DIRECTION 1:
In the passage on cybernetic thought, what does the writer say the meta-discursive quality of much "cybernetic" thought lends itself to?
DIRECTION 2:
Transcribe the passage on cybernetic thought word for word, starting with "More than that, there's" and going on through "6.5 billion extras.".
DIRECTION 3:
Summarize the passage on cybernetic thought in two sentences.

DOCUMENT PASSAGE:
More than that, there's a great deal of truth to it. But my concern 
is that the meta-discursive quality of a lot of 'cybernetic' thought
lends itself to triumphal glosses. You understand better than most 
how much it's contributed to postwar capitalism (e.g., claims that 
sufficiently complex instruments made global capitalism homeostatic, 
made governmental regulation obsolescent, etc, etc). It's important 
to disassemble these sorts of heroic myths and historiographical 
hangovers. Really, who benefits from the reduction of cybernetics to 
a 'classical' history of great men, speeches, and battles? Those who
want to preserve a world inhabited by handfuls of generals, captains
of industry, and leaders of state -- and 6.5 billion extras. 

The current financial crises may go a small way toward dampening claims 
about the virtues of complexity, the pretensions of baroque  mathematics 
in which every variable points toward qualitative factors, and economic 
autonomism -- for a while at least.

COLLECTED DATA:
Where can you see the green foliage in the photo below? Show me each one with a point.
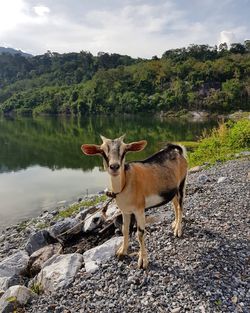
(199, 77)
(222, 143)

FULL ANSWER 1:
Triumphal glosses.

FULL ANSWER 2:
More than that, there's a great deal of truth to it. But my concern 
is that the meta-discursive quality of a lot of 'cybernetic' thought
lends itself to triumphal glosses. You understand better than most 
how much it's contributed to postwar capitalism (e.g., claims that 
sufficiently complex instruments made global capitalism homeostatic, 
made governmental regulation obsolescent, etc, etc). It's important 
to disassemble these sorts of heroic myths and historiographical 
hangovers. Really, who benefits from the reduction of cybernetics to 
a 'classical' history of great men, speeches, and battles? Those who
want to preserve a world inhabited by handfuls of generals, captains
of industry, and leaders of state -- and 6.5 billion extras.

FULL ANSWER 3:
The writer worries that much cybernetic thought invites triumphal glosses, such as claims that complex instruments made global capitalism homeostatic and government regulation obsolescent, and calls for taking apart these heroic myths. Reducing cybernetics to a history of great men serves those who want a world of a few leaders and 6.5 billion extras, and the current financial crises may dampen claims about complexity and economic autonomism for a while.